# Source passage:
-=-=-=-=-
![]() |
Proskauer Rose LLP Eleven Times Square New York, NY 10036-8299 |
June 1, 2018
VIA EDGAR
Securities and Exchange Commission
100 F Street, N.E.
Washington, D.C. 20549
Attention: Mr. Edward P. Bartz
Re: | CPG Carlyle Commitments Fund, LLC (File No. 811-22763) |
Dear Mr. Bartz:
On behalf of CPG Carlyle Commitments Fund, LLC (the "Fund"), transmitted for filing as EDGAR correspondence are the Fund's responses to the comments of the staff (the "Staff") of the Securities and Exchange Commission, provided by you to me by telephone on May 15, 2018. The Staff's comments relate to Amendment No. 8 (the "Amendment") to the Fund's Registration Statement on Form N-2 under the Investment Company Act of 1940, as amended (the "1940 Act").
Set forth below is a summary of the Staff's comments, and the Fund's responses thereto. Capitalized terms used herein and not otherwise defined are used with the meanings assigned to them in the Amendment.
Comment 1. Please represent to the Staff that the Fund reasonably believes that its assets will provide adequate cover to allow the Fund to satisfy all of its unfunded investment commitments. Please provide the Staff with a general explanation as to how the Fund will cover its unfunded investment commitments ("Commitments").
Response 1. The Adviser has advised us that it reasonably believes that the Fund will satisfy all of its Commitments.
The Adviser advises us that the Fund expects to satisfy the Commitments through a combination of cash holdings, liquid investments (including cash equivalents and high quality fixed income securities, money market instruments and money market mutual funds), certain yield-enhancing investments described in the Memorandum, distributions from underlying funds, proceeds from the sale of portfolio securities and borrowings. Please note the Commitment strategy is more fully described in the Fund's Confidential Memorandum (the "Memorandum") under the captions "Summary of Terms—Investment Strategies" and "Investment Program—Portfolio Allocation" and "—Portfolio Construction".
-=-=-=-=-
# Dataset records:
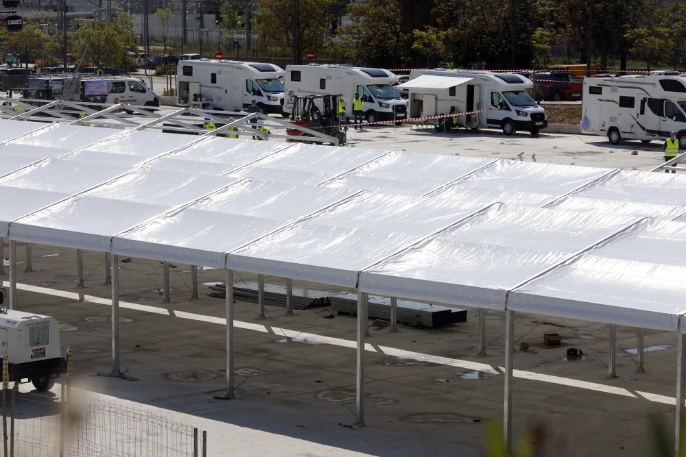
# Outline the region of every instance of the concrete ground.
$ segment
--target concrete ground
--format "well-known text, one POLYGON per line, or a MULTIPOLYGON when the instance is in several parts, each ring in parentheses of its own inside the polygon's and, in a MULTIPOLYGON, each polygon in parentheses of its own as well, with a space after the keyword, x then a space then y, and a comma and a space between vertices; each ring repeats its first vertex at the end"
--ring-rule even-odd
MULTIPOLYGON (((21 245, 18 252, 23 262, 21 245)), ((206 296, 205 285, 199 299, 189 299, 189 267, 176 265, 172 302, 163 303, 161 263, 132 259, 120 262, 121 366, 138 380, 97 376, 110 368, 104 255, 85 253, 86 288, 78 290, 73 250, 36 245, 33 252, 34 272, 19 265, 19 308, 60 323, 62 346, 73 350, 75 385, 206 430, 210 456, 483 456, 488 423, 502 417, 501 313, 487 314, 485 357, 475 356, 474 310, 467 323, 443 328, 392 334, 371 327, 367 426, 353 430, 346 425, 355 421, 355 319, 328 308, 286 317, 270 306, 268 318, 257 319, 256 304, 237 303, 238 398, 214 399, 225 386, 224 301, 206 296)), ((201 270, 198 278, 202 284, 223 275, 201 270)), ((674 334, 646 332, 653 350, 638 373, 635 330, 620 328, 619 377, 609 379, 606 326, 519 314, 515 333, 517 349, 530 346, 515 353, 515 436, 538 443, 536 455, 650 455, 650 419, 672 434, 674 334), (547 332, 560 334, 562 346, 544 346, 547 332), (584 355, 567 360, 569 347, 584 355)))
-=-=-=-=-
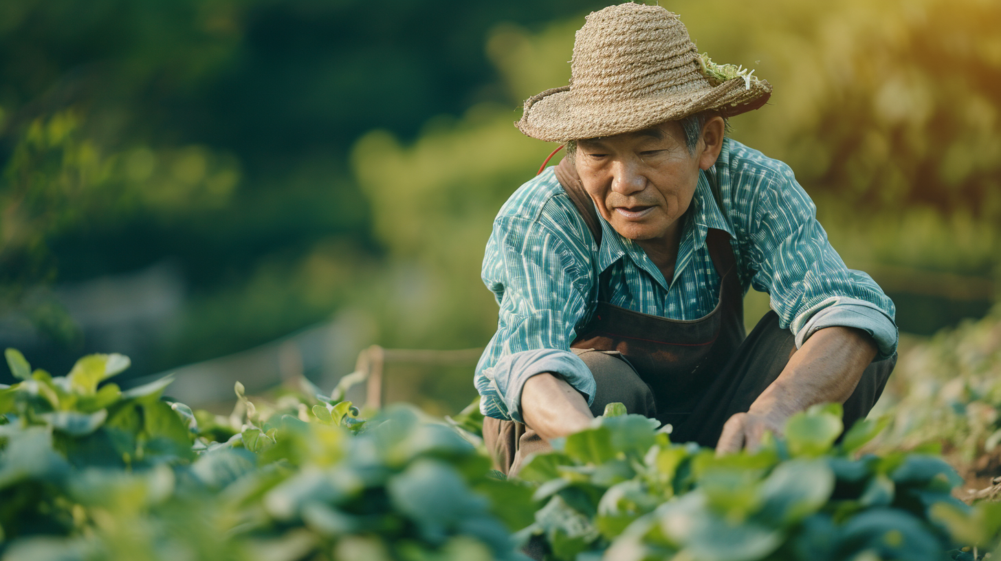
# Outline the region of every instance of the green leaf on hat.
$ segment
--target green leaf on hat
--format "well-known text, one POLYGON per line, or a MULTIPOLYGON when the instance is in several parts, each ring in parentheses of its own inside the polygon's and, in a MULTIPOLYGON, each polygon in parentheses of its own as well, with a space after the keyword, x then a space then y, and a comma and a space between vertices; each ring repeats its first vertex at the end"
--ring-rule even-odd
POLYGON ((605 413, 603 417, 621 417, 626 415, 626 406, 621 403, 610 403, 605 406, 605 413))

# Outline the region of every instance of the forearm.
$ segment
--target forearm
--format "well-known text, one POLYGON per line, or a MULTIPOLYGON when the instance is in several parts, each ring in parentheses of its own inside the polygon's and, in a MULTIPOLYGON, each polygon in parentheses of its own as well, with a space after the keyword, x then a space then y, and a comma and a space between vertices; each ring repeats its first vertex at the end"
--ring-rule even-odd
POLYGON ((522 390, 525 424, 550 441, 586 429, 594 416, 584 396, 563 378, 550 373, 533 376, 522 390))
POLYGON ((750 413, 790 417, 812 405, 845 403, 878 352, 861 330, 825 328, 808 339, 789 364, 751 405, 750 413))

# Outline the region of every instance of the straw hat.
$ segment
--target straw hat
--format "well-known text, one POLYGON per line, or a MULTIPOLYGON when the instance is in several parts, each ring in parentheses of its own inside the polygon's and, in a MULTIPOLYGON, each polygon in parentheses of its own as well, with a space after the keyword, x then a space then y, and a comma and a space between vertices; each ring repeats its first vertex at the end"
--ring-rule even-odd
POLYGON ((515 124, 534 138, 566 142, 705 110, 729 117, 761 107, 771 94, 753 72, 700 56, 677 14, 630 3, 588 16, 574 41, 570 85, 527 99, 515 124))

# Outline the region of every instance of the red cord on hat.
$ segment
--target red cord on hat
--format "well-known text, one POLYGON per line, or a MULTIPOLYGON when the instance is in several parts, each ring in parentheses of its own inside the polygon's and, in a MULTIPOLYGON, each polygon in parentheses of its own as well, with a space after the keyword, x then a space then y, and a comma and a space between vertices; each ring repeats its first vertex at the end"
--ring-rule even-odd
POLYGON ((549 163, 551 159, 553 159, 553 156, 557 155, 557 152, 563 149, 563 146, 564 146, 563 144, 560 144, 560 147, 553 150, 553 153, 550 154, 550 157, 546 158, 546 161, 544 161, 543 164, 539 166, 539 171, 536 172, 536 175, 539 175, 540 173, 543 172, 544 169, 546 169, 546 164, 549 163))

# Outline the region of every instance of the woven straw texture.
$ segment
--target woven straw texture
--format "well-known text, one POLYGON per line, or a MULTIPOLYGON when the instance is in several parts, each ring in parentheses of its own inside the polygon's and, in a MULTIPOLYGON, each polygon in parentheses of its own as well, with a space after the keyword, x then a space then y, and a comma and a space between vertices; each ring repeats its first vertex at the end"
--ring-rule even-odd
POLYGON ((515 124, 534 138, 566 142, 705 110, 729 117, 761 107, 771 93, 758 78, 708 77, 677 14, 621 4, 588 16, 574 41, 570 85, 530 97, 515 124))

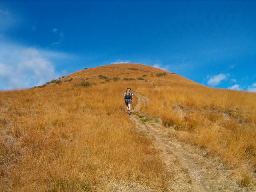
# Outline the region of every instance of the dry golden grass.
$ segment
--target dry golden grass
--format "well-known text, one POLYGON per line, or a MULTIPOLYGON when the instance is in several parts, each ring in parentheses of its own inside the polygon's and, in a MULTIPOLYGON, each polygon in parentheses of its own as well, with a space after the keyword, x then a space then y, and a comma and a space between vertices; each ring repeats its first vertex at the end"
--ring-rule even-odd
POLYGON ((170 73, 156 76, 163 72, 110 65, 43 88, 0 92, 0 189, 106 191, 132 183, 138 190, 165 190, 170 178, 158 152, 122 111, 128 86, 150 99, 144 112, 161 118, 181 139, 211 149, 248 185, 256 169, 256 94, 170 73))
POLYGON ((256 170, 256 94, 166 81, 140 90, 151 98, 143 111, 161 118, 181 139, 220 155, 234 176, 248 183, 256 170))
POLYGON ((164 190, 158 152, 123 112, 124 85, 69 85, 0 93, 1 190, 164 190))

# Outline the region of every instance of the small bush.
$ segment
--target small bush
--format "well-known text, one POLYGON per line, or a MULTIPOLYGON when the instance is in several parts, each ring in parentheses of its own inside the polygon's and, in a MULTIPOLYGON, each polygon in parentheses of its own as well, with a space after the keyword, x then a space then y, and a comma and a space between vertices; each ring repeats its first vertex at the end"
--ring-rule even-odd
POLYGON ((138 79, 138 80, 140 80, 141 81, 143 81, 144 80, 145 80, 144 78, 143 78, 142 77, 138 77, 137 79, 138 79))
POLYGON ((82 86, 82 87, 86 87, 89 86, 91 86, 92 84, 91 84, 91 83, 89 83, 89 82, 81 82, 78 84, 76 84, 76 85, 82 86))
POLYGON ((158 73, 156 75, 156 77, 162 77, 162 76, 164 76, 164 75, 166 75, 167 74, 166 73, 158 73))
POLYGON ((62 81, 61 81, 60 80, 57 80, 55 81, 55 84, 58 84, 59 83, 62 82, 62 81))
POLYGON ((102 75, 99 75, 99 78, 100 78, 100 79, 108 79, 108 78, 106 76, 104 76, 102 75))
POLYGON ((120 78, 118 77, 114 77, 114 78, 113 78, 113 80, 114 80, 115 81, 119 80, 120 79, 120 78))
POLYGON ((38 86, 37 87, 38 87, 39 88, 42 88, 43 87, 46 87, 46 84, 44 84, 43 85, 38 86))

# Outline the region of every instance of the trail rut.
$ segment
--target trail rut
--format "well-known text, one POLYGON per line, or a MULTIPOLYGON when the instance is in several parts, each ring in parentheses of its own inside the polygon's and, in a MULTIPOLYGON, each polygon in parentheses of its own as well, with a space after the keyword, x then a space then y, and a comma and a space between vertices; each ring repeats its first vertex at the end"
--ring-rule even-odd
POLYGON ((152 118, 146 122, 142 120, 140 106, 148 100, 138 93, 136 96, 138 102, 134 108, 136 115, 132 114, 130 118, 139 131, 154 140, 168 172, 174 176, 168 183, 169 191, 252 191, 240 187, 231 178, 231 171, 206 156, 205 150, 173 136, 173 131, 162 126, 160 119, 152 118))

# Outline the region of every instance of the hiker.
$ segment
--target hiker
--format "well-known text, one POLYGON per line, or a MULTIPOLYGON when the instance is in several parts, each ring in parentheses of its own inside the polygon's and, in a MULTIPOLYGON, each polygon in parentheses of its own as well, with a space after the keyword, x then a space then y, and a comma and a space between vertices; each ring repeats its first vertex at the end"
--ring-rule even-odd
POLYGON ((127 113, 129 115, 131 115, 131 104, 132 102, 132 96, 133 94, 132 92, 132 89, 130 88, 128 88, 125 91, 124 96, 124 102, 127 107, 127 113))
-=-=-=-=-
# What the exercise asks:
From the fund's response letter, return the passage from "Set forth below" up to and including "of its Commitments.", copied word for word. The items have no connection to the letter.

# Output for this exercise:
Set forth below is a summary of the Staff's comments, and the Fund's responses thereto. Capitalized terms used herein and not otherwise defined are used with the meanings assigned to them in the Amendment.
Comment 1. Please represent to the Staff that the Fund reasonably believes that its assets will provide adequate cover to allow the Fund to satisfy all of its unfunded investment commitments. Please provide the Staff with a general explanation as to how the Fund will cover its unfunded investment commitments ("Commitments").
Response 1. The Adviser has advised us that it reasonably believes that the Fund will satisfy all of its Commitments.